YOUR OBJECTIVE: Can you return each of the entries below word for word, changing nothing?

Labeled-object pointing entries

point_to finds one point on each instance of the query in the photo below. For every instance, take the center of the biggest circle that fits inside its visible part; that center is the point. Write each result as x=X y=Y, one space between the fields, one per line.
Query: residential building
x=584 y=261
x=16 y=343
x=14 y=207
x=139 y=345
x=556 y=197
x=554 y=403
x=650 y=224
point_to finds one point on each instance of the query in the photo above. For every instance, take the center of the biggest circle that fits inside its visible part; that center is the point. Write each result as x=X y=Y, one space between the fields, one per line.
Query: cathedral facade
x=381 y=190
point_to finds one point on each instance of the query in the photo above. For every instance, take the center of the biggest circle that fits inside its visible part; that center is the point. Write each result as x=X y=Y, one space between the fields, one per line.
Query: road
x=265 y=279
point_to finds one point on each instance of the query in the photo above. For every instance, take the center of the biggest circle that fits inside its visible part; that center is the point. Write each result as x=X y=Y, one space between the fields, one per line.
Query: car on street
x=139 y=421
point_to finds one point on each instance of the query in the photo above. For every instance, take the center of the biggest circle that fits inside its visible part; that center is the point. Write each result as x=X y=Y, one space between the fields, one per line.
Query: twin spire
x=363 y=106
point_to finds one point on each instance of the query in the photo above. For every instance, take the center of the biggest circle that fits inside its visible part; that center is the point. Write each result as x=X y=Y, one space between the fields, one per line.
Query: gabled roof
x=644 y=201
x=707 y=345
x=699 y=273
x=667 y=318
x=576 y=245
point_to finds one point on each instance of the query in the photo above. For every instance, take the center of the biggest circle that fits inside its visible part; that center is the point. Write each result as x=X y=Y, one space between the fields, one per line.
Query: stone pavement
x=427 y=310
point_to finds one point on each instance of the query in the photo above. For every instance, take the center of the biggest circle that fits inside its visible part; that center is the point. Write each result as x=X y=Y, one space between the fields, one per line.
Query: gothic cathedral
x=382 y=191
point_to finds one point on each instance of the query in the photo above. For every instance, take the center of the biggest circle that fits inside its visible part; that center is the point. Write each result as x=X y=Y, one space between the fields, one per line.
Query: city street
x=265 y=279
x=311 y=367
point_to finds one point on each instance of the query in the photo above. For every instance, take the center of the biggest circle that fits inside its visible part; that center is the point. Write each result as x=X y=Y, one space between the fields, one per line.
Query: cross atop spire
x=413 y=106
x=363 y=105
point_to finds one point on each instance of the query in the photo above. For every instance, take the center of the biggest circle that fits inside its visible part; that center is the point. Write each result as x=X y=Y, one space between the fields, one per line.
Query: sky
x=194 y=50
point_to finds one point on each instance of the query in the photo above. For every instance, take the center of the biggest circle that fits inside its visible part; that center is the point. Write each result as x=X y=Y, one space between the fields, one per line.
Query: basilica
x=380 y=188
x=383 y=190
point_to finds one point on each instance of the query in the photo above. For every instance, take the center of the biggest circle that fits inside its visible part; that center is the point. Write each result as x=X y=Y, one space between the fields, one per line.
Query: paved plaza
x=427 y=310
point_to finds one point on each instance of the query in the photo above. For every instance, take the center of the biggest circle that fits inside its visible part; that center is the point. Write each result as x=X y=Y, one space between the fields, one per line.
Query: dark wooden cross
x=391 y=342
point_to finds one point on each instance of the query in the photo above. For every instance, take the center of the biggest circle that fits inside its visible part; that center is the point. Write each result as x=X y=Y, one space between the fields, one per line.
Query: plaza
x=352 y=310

EXERCISE RESPONSE:
point_to finds one point on each instance of the query in the photo below. For every instance, take the center of the biggest circle that fits inside its visible part; that center is the point. Write each result as x=X y=Y, one space between the fields, one per line.
Query: residential building
x=584 y=261
x=16 y=343
x=14 y=207
x=139 y=345
x=556 y=197
x=554 y=403
x=650 y=224
point_to finds one point on each instance of the query in the photo above. For every instance, take the center of the biggest circle that fits inside its visible part; that center is the point. Write each result as x=X y=Y, one space between the fields, one per line.
Query: cathedral facade
x=381 y=190
point_to finds one point on each instance of the query in the photo above. For every instance, take the center of the biggest circle that fits inside its visible part; that center is the point. Write each result as x=X y=Y, one space between the fields, one per line.
Query: road
x=265 y=279
point_to finds one point on each instance of the query in the photo above. For every instance, take the center of the biggest circle that fits inside its visible part; that center is the point. Write each result as x=X y=Y, one space between the fields, one per line.
Query: car on street
x=139 y=421
point_to finds one point on each instance of the query in the photo above. For every instance, take the center of the biggest circle that fits inside its visible part; that center is the point. Write each result as x=X y=Y, one space between the fields, one per line.
Query: twin spire
x=363 y=106
point_to finds one point on each instance of the query in the photo above. For every instance, take the center of the biggest circle that fits inside its visible part; that center is the point. Write each result as x=X y=Y, one space between the fields, one per line.
Query: gabled roof
x=644 y=201
x=707 y=345
x=699 y=273
x=667 y=318
x=576 y=245
point_to finds one point on each instance of the query in the photo above. For every instance, take the center of the biggest circle that fits inside its visible part; that center is the point. Write each result as x=X y=Y, one space between the fields, one per line.
Query: stone pavement
x=427 y=310
point_to finds one point on each instance of the query in the photo above. For every instance, take the center of the biggest circle that fits inside its visible part; that center is the point. Write each result as x=X y=Y, one space between the fields, one per line.
Query: gothic cathedral
x=382 y=191
point_to finds one point on each instance of the query in the photo above. For every instance, take the center of the biggest circle that fits inside its visible part; that center is the point. Write each result as x=X y=Y, one space between the fields, one per line.
Query: city street
x=265 y=279
x=311 y=367
point_to finds one point on each instance of the query in the photo above. For every instance, take the center of the biggest circle that fits inside its visible part; that center is the point. Write each result as x=X y=Y, one space between the fields, one per line.
Query: cross atop spire
x=413 y=106
x=363 y=105
point_to finds one point on each instance of the query in the photo above. For every instance, take the center of the biggest circle that fits inside its visible part; that center is the point. Write each result as x=X y=Y, one space between the fields, one per line.
Query: sky
x=194 y=50
point_to finds one point on each instance of the query in the photo above. For every instance, take the center of the biggest circle that fits inside its visible part; that center is the point. Write each result as x=X y=Y, one space between the fields, one per line.
Query: basilica
x=380 y=188
x=383 y=190
point_to finds one point on each instance of the query in the photo above. For every instance, take the center of the biggest circle that fits inside its visible part; that center is the point. Write each result as x=X y=Y, one space between the fields, one per line.
Query: paved plaza
x=427 y=310
point_to finds one point on each instance of the query in the photo above. For every instance, take the center of the biggest circle that fits inside its visible part; that center is the point. Write each result as x=X y=Y, one space between the fields, one per line.
Query: dark wooden cross
x=391 y=342
point_to finds one point on each instance of the query in the photo above. For every instance, take the center of the biggest circle that fits inside its visible part; that center is the point. Write each result as x=X y=Y, one space between the fields, one per line.
Query: plaza
x=352 y=310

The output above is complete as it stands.